— START OF Entries provided —
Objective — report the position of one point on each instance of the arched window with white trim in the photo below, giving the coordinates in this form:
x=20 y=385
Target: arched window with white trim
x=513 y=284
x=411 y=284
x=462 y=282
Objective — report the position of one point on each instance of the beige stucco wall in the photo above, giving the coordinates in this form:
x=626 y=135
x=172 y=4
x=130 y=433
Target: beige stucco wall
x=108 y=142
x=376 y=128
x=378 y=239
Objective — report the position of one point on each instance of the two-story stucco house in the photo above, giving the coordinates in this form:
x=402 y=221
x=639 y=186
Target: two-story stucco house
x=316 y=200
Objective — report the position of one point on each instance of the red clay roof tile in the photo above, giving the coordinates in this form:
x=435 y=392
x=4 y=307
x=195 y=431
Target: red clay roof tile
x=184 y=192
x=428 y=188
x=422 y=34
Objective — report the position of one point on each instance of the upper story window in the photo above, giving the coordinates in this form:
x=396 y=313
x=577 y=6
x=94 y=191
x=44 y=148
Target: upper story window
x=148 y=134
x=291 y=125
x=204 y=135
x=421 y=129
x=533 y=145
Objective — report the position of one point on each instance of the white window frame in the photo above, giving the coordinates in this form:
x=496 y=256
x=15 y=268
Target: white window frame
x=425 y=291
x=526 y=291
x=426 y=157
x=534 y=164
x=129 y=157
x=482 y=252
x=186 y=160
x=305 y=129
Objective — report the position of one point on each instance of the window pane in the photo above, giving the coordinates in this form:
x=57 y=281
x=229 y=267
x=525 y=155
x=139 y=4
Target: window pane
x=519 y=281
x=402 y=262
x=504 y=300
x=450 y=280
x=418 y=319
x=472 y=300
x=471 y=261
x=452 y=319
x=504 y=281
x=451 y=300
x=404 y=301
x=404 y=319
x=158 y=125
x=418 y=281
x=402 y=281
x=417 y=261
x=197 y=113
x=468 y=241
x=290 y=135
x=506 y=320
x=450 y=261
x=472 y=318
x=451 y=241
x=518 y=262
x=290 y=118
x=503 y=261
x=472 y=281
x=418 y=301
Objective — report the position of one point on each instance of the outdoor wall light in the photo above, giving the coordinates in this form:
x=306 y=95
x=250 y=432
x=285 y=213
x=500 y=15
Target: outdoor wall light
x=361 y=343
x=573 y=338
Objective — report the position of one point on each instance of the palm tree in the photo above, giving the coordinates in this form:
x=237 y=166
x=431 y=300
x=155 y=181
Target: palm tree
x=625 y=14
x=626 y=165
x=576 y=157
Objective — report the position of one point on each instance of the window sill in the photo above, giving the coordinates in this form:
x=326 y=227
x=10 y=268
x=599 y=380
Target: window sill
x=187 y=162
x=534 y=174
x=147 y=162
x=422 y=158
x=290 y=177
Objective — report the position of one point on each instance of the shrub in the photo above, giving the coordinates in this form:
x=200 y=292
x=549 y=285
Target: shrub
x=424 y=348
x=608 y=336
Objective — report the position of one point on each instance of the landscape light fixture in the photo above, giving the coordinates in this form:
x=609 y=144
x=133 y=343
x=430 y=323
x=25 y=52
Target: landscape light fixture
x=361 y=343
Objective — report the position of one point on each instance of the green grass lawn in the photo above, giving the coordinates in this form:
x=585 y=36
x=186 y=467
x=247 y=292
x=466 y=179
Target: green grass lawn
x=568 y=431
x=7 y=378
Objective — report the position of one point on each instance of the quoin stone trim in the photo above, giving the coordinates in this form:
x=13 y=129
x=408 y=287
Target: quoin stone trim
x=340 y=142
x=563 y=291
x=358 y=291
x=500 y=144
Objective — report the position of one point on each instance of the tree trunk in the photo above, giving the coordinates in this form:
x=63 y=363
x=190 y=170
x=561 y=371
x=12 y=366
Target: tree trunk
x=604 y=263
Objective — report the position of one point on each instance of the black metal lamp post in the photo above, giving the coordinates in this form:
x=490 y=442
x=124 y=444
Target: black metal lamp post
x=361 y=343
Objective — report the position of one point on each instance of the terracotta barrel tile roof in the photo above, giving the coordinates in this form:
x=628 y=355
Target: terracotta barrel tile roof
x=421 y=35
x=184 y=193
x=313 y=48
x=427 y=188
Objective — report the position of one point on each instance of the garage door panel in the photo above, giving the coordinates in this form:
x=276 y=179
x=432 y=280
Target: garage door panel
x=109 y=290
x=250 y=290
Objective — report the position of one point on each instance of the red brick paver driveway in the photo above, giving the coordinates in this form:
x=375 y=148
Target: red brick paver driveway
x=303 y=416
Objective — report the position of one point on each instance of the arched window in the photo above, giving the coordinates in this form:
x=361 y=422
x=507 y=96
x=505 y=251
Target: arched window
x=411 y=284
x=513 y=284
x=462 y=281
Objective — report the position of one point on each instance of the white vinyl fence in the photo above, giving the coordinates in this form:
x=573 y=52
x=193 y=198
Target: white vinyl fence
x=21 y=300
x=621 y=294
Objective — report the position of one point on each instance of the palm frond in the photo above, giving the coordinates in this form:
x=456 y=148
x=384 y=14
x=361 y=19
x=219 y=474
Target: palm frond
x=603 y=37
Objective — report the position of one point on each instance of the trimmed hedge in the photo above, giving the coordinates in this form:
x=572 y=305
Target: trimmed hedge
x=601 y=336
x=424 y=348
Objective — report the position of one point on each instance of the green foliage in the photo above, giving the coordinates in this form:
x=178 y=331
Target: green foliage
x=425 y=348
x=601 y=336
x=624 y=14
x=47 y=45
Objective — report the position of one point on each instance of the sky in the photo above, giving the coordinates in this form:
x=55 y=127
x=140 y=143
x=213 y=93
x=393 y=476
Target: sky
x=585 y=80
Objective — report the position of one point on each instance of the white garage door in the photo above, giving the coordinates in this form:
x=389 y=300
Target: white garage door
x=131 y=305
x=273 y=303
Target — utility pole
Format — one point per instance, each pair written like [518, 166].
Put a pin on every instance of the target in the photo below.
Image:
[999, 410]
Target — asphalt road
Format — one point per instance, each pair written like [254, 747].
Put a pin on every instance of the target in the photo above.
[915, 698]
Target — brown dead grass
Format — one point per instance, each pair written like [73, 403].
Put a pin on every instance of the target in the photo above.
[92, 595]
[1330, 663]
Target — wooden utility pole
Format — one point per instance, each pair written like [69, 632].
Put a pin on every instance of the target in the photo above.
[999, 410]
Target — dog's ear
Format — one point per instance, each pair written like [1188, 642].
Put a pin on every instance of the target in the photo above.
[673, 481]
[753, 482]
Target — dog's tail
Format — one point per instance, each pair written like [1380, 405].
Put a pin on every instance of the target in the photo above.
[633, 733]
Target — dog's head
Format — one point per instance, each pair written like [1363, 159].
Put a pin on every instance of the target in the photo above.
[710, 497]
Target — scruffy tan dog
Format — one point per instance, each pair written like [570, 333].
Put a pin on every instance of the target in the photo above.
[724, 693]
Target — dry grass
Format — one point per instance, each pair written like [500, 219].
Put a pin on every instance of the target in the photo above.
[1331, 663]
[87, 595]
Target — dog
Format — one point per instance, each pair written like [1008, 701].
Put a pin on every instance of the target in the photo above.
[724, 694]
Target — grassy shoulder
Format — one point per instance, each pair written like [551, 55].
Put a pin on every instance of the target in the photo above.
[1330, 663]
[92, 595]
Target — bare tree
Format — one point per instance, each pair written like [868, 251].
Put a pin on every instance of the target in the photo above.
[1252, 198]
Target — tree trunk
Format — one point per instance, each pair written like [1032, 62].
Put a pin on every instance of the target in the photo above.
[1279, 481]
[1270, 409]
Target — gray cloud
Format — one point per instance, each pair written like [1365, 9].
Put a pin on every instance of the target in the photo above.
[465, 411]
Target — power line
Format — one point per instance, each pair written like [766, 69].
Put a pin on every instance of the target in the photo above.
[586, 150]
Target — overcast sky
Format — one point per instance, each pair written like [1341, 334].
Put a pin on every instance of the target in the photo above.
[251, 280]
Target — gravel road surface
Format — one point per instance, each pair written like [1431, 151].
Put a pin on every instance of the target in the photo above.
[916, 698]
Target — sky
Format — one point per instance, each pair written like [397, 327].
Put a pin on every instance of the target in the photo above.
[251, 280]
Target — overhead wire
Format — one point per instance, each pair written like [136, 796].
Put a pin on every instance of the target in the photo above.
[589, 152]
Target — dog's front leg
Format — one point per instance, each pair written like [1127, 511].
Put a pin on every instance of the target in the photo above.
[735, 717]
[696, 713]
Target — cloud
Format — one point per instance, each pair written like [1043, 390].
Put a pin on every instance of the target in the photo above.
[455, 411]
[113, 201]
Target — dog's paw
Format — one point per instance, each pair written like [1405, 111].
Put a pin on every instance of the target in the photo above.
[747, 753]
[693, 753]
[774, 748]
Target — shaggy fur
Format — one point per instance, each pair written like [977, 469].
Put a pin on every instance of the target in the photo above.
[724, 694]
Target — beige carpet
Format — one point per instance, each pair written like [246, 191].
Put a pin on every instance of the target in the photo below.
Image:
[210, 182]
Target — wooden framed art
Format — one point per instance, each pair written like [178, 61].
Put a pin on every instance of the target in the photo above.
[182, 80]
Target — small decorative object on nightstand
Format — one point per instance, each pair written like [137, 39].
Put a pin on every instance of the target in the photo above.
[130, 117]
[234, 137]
— END OF Entries provided —
Work to be completed => Reproduce the material from its first line through the line containing "x=462 y=282", replacing "arched window" with "bay window" and leaving everything else unchanged.

Full response =>
Objective — report the position of one point on each instance of the bay window with white trim in the photo below, giving the coordinates in this form:
x=20 y=385
Target: bay window with white trim
x=513 y=284
x=411 y=284
x=462 y=282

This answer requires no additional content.